Abbas said Israel was trying to sabotage the Palestinian effort to seek UN recognition for Palestine as a non-member state at the international organisation. He said he had called Hamas leaders in what looked a rare expression of unity.
The PLO-PA leader, who insisted that the PLO would ask for a UN vote on the Palestinian application for a non-member status on 29 November, also suggested that the Palestinian diplomatic campaign was the right response to the Israeli aggression on Gaza.
Abbas didn't denounce Hamas, nor did he criticise the firing of missiles from the Gaza Strip on Israeli targets. In the past, Abbas described missiles fired from the Gaza Strip on Israel as “absurd rockets”. He actually blamed Israel for the current round of violence, suggesting that Hamas and other resistance factions had been intensely involved in efforts to reach a truce with Israel prior to the murder by the Israeli army of Ahmed Al-Jabari, the de facto commander of the Ezzeddin Al-Qassam Brigades, the resistance wing of Hamas.
EREIKAT CONDEMNS ISRAEL: Palestinian negotiator Saeb Ereikat condemned Israeli targeting of civilians as well as the media organisations, calling the Israeli behaviour “clear war crimes”. “Israel accuses the Palestinians of targeting civilians, but from what we watch on TV screens, it is Israel that is murdering children by the dozens,” he said.
“Israel claims it is killing our children by mistake, but a mistake happens once, or twice or 10 times. It doesn't happen hundreds of times, and every day and every night. Which means that targeting and murdering Palestinian civilians is a deliberate Israeli policy,” Ereikat added.

• _Information supplied_:

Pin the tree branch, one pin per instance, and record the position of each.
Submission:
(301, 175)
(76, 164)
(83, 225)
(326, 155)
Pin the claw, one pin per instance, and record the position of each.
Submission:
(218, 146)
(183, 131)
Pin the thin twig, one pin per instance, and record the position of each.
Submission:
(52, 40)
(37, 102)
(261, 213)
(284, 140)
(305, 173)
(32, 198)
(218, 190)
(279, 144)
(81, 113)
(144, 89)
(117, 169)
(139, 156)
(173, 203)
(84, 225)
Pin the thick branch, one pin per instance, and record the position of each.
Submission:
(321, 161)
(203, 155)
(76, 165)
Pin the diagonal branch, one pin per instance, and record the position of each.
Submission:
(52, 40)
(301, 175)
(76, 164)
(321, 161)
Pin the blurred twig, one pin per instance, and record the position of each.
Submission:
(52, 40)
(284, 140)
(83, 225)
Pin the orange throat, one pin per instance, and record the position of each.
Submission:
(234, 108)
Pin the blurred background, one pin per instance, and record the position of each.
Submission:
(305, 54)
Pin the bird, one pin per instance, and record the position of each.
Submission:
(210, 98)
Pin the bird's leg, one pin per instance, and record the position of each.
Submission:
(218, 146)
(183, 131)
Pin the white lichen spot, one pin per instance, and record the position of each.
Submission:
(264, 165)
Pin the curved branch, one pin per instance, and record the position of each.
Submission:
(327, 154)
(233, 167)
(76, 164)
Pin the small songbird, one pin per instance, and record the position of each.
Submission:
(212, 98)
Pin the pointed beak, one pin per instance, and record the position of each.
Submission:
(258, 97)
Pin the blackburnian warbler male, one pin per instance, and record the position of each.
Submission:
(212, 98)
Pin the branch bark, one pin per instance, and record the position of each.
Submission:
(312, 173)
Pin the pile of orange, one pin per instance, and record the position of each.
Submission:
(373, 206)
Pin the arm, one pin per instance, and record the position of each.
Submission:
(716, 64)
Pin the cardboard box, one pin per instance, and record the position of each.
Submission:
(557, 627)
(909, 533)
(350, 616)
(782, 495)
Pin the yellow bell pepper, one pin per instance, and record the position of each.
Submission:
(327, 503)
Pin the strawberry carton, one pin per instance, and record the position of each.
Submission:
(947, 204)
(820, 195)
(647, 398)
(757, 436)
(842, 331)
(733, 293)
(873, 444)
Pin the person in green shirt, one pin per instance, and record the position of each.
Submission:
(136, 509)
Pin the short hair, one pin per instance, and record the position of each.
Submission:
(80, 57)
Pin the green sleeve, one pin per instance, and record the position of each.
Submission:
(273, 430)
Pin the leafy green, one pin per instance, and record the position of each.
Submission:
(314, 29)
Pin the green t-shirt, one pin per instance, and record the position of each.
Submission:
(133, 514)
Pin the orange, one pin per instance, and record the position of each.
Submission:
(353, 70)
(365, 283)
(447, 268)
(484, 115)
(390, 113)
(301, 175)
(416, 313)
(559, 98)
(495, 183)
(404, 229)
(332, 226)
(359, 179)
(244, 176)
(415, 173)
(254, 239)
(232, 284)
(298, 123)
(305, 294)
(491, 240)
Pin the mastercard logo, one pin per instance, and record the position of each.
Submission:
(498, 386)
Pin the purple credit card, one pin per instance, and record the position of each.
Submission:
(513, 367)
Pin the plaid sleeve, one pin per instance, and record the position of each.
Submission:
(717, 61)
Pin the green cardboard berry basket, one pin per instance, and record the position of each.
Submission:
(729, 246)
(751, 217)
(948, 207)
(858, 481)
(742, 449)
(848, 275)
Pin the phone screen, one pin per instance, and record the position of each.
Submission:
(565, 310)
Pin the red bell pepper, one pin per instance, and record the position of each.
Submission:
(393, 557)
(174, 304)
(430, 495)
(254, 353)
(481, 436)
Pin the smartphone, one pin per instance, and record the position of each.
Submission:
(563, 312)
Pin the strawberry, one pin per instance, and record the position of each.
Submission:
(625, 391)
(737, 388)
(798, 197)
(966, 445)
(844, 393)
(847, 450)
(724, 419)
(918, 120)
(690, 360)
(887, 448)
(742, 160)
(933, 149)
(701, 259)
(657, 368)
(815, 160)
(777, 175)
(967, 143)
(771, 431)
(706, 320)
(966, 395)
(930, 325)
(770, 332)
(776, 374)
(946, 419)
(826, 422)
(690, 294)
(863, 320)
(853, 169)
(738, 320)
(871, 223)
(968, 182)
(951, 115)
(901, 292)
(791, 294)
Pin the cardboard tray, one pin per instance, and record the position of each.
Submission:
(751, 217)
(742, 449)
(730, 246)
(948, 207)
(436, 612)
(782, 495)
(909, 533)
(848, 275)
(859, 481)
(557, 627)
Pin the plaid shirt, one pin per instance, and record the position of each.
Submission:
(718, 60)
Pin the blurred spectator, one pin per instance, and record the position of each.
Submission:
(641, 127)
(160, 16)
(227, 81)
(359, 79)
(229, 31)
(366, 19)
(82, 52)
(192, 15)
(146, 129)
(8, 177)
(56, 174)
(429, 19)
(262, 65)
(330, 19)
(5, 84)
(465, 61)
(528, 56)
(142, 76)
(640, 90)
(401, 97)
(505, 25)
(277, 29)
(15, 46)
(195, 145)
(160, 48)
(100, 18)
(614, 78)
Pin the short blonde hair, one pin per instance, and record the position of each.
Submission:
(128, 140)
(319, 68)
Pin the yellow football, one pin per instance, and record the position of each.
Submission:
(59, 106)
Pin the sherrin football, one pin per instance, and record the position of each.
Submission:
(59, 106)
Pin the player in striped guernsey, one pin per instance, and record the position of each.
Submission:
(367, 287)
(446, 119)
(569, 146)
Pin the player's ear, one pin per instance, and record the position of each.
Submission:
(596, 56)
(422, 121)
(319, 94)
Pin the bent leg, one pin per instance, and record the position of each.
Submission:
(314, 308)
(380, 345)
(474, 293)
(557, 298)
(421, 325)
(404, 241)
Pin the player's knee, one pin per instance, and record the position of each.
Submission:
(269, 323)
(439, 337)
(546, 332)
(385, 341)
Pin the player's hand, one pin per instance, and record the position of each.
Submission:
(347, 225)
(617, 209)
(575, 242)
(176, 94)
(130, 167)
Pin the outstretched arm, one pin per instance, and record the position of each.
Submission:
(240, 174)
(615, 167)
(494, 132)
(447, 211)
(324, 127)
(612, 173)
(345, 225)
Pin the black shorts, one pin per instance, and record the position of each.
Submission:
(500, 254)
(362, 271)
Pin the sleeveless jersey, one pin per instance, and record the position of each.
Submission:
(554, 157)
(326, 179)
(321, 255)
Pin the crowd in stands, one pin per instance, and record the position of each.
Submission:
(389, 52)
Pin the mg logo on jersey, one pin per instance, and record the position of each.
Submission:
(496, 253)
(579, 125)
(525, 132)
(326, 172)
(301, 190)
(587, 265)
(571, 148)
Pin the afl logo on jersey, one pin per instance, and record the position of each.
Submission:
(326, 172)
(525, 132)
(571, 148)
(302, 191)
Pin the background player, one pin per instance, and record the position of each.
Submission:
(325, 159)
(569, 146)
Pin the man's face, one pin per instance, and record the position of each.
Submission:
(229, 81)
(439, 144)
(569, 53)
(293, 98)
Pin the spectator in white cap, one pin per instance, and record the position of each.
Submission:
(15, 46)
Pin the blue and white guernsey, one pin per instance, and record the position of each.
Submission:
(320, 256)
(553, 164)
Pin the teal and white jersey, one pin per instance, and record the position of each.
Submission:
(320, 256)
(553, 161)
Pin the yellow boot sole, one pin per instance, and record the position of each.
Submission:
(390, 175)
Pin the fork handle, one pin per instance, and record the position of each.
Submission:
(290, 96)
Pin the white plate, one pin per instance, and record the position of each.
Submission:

• _Exercise instructions_:
(A) In the extract on Abbas and the Gaza violence, on what date did the PLO-PA leader say the PLO would ask for a UN vote on the Palestinian application?
(B) Continue the news extract on Abbas, Ereikat and the Gaza violence, starting after its final sentence.

• _Answer list_:
(A) 29 November

(B)
Ereikat criticised the international community for dealing with Israel with “kid gloves”. He also castigated the targeting by Israel of journalists and media outlets.
“This is not the first time that Israel has deliberately targeted journalists or buildings used by local and international media. This latest attack, and indeed the wider Israeli aggression against our people in Gaza, has been permitted by the impunity afforded to Israel by the international community.
“This attack on journalists and freedom of expression reflects Israel's disdain for international law and the little value it affords the lives of Palestinians.”
POSSIBLE INTIFADA LOOMING: Some Palestinian analysts have argued that the Israeli aggression on Gaza is bound to weaken Fatah and the PA in the eyes of the Palestinian public.
Khalil Shahin, a leftist political analyst based in Ramallah, predicted that the West Bank was poised for a new Intifada or uprising, given the total paralysis of the peace process and failure of the Ramallah leadership to check Israeli arrogance and settlement expansion.
He pointed out that the Israeli war on Gaza underscored the ineptitude of the PA political efforts.
“There is a lot of frustration and disillusionment in the West Bank. My impression is that the West Bank is probably moving towards a sort of Intifada.”
A few weeks ago, Abbas said in interview with Israeli television that as long as he remained chairman of the PA, he wouldn't allow the outbreak of a new Intifada.
In addition to the moral and emotional solidarity with Gazans, the PA has sent or is about to send a large shipment of medicine to the Strip to meet the mounting need for medicine in light of the huge number of injuries, particularly among civilians.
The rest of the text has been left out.